*TEXT PASSAGE*
----------
The fifth installment in the Total War series from The Creative Assembly. Empire: Total War features the series' hallmark blend of real-time strategic battles, and turn-based empire building. Empire takes place during the 18th century — an age of imperial expansion, trade, rifles and cannons.
Empire: Total War is a great game hidden under a pile of gamebreaking bugs, AI issues, and sketchy pathfinding. If you're able to dig through all of that however, you'll find an exceptional grand strategy game waiting for you on the other side.
Empire brings the Total War series headfirst into the 18th century of muskets and canons. The overhead campaign map also introduces 18th century Europe, the "New World" of North America, and Africa. Battle environments have been slightly improved as well, adding simple forms of cover to hide behind and also giving you the ability to garrison forces inside of buildings (which are completely destructable). Perhaps the biggest addition to the franchise is the ability to play through the Naval battles, giving you complete command of your fleet. Suprisingly, the Naval battles feel very solid and not just some tacked on feature, giving you just about the same amount of depth and high quality visuals as a regular land battle.
With the new Grand Campaign singleplayer mode comes another singleplayer campaign called "Road to Independence" in which you'll play out the birth of the Thirteen Colonies from when Britain first colonized North America to the final stages of the Revolutionary War and foundation of the United States of America. This campaign focuses solely on North America and introduces the game mechanics to anyone who is new to the Total War series, offering a more direct and restrictive experience than veterans of the series have grown accustomed to. The Road to Indepenedence campaign is seperated into four chapters and upon completing the first three, the fourth chapter unlocks offering a play through the Grand Campaign mode as the U.S.
Trade routes also play a more pivotal role than in the previous games. North America offers substantial resources for trading and acts as an incentive to colonize the "New World". Trade routes are then setup between different nations and are affected by a global market where you can check the value of your resources being traded. Resources that are properly maintained can bring in a large amount of income, however, if Pirates or an an enemy nation blocks the trade routes, they prevent any income from that route being received.
Specialized campaign units such as the Rakes (spies), Gentlemen (researchers), and Missionaries are pretty self explanatory. Gentlemen are a newer concept which help improve the rate at which you tech up the newly added research and development tree, further enhancing your nations. They can also chase off or kill other Gentlemen from other nations. It should be noted that these types of units cannot be mass produced like regular military units, and are spawned at a determined rate connected to their particular type of building (theatres for Rakes and Schools for Gentlemen).
The gameplay found in Empire stays true to the Total War formula. You start off in a turn-based campaign system where diplomacy, economic affairs, and military/unit movements are held on an overhead map. Sieges and battles between warring factions are fought in a lush 3D environment in real-time, although you always have the opportunity to "Auto-Resolve" the battle. This type of gameplay offers a deep and engaging experience since you're essentially playing two very different games rolled into one.
----------
*WHAT YOU NEED TO DO*
a) Answer these questions from the Empire: Total War review, each on its own line:
(i) In which century is the game set?
(ii) Into how many chapters is the "Road to Independence" campaign separated?
(iii) Which type of building spawns Gentlemen?
b) Please write out the part of the Empire: Total War review between "With the new" and "as the U.S.", inclusive.
c) According to the Empire: Total War review, why does the game's style of play give a deep and engaging experience? Answer in one to three sentences.

*GIVEN INFORMATION*
----------
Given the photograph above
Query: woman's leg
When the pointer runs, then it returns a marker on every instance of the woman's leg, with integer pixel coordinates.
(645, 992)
----------
*FULL SOLUTIONS*
a)
(i) The 18th century
(ii) Four
(iii) Schools

b)
With the new Grand Campaign singleplayer mode comes another singleplayer campaign called "Road to Independence" in which you'll play out the birth of the Thirteen Colonies from when Britain first colonized North America to the final stages of the Revolutionary War and foundation of the United States of America. This campaign focuses solely on North America and introduces the game mechanics to anyone who is new to the Total War series, offering a more direct and restrictive experience than veterans of the series have grown accustomed to. The Road to Indepenedence campaign is seperated into four chapters and upon completing the first three, the fourth chapter unlocks offering a play through the Grand Campaign mode as the U.S.

c) The game combines a turn-based campaign on an overhead map with real-time battles in a 3D environment. Because of this, the player is essentially playing two very different games rolled into one.